======== TEXT SECTION ========

Add negentropy_penalty, on individual dims.

2025-09-05 07:04:18 +00:00 · 2022-05-10 13:20:10 +08:00 · 2022-05-10 13:20:10 +08:00 · 0bf538a4a3
commit 0bf538a4a3
parent 551786b9bd
1 changed files with 46 additions and 7 deletions
--- a/egs/librispeech/ASR/pruned2_knowledge/sampling.py
+++ b/egs/librispeech/ASR/pruned2_knowledge/sampling.py
@ -935,6 +935,48 @@ class WeightedMatrixLookupFunction(torch.autograd.Function):
        return weights_grad.to(dtype), None, knowledge_base.grad.to(dtype)


+class PenalizeNegentropyFunction(torch.autograd.Function):
+    """
+    Function that does nothing in forward pass, but in backprop, it is as
+    if you had added: `- tot_entropy * alpha` to the loss function, where
+    tot_entropy is the the entropy of the average of the input distributions,
+    times the number of input distributions. (We multiply by this because
+    our overall loss function is proportional to the number of frames).
+
+    This will tend to make the entropy want to become as large as possible,
+    making (-tot_entropy * alpha) as negative as possible.
+
+    Args:
+       logprobs: Tensor of shape (*, num_classes), should be the result of
+            calling some_tensor.log_softmax(dim=-1)
+     Returns:
+       logprobs
+    """
+    @staticmethod
+    def forward(ctx, logprobs: Tensor, alpha: float):
+        ctx.save_for_backward(logprobs.detach())

======== LISTING ========

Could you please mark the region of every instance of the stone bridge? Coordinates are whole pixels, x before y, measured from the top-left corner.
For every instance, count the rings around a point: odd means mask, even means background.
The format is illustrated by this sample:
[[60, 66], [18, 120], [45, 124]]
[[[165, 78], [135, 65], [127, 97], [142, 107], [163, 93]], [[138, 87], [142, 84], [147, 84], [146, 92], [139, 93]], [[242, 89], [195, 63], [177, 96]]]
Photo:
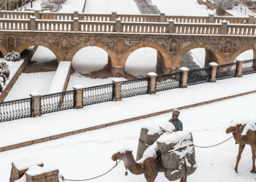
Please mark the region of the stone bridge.
[[114, 13], [108, 15], [7, 12], [0, 11], [0, 51], [3, 55], [41, 46], [51, 50], [58, 62], [72, 61], [80, 49], [96, 46], [108, 53], [108, 65], [115, 76], [123, 74], [129, 55], [143, 47], [157, 51], [158, 73], [173, 71], [186, 52], [197, 48], [205, 49], [205, 65], [232, 63], [249, 49], [254, 50], [256, 58], [253, 15], [122, 16]]

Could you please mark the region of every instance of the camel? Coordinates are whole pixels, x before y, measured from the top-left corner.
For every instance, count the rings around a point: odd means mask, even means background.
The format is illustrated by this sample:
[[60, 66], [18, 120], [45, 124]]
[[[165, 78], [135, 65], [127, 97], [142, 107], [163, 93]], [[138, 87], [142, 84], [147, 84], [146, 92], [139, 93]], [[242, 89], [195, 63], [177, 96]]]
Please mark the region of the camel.
[[256, 133], [254, 131], [248, 130], [245, 135], [242, 135], [242, 132], [245, 125], [241, 124], [237, 125], [236, 126], [230, 126], [226, 130], [226, 133], [229, 134], [232, 133], [236, 143], [239, 144], [238, 155], [237, 157], [237, 163], [234, 168], [235, 171], [237, 173], [239, 161], [241, 159], [241, 155], [245, 148], [246, 144], [249, 144], [251, 148], [253, 153], [253, 169], [250, 171], [251, 173], [256, 173], [255, 166], [255, 160], [256, 158]]
[[[158, 172], [163, 172], [166, 170], [162, 164], [160, 155], [158, 155], [156, 158], [147, 158], [143, 163], [139, 163], [135, 160], [132, 152], [132, 151], [126, 151], [122, 153], [118, 152], [112, 156], [112, 160], [123, 161], [126, 169], [134, 175], [144, 174], [147, 182], [154, 182]], [[182, 177], [180, 182], [187, 182], [187, 176]]]

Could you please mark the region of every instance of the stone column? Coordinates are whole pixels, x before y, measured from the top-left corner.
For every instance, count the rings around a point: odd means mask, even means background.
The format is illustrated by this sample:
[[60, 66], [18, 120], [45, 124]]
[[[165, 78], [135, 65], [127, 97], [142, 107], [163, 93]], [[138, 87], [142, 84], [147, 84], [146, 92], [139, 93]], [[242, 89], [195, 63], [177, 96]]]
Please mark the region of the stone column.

========

SHORT TASK 1 —
Extract everything in the commit from "Add negentropy_penalty, on" down to "weights_grad.to(dtype), None, knowledge_base.grad.to(dtype)".
SHORT TASK 2 —
How many additions and deletions does the commit report?
The lines have no connection to the commit.

FULL OUTPUT 1 —
Add negentropy_penalty, on individual dims.

2025-09-05 07:04:18 +00:00 · 2022-05-10 13:20:10 +08:00 · 2022-05-10 13:20:10 +08:00 · 0bf538a4a3
commit 0bf538a4a3
parent 551786b9bd
1 changed files with 46 additions and 7 deletions
--- a/egs/librispeech/ASR/pruned2_knowledge/sampling.py
+++ b/egs/librispeech/ASR/pruned2_knowledge/sampling.py
@ -935,6 +935,48 @@ class WeightedMatrixLookupFunction(torch.autograd.Function):
        return weights_grad.to(dtype), None, knowledge_base.grad.to(dtype)

FULL OUTPUT 2 —
46 additions and 7 deletions.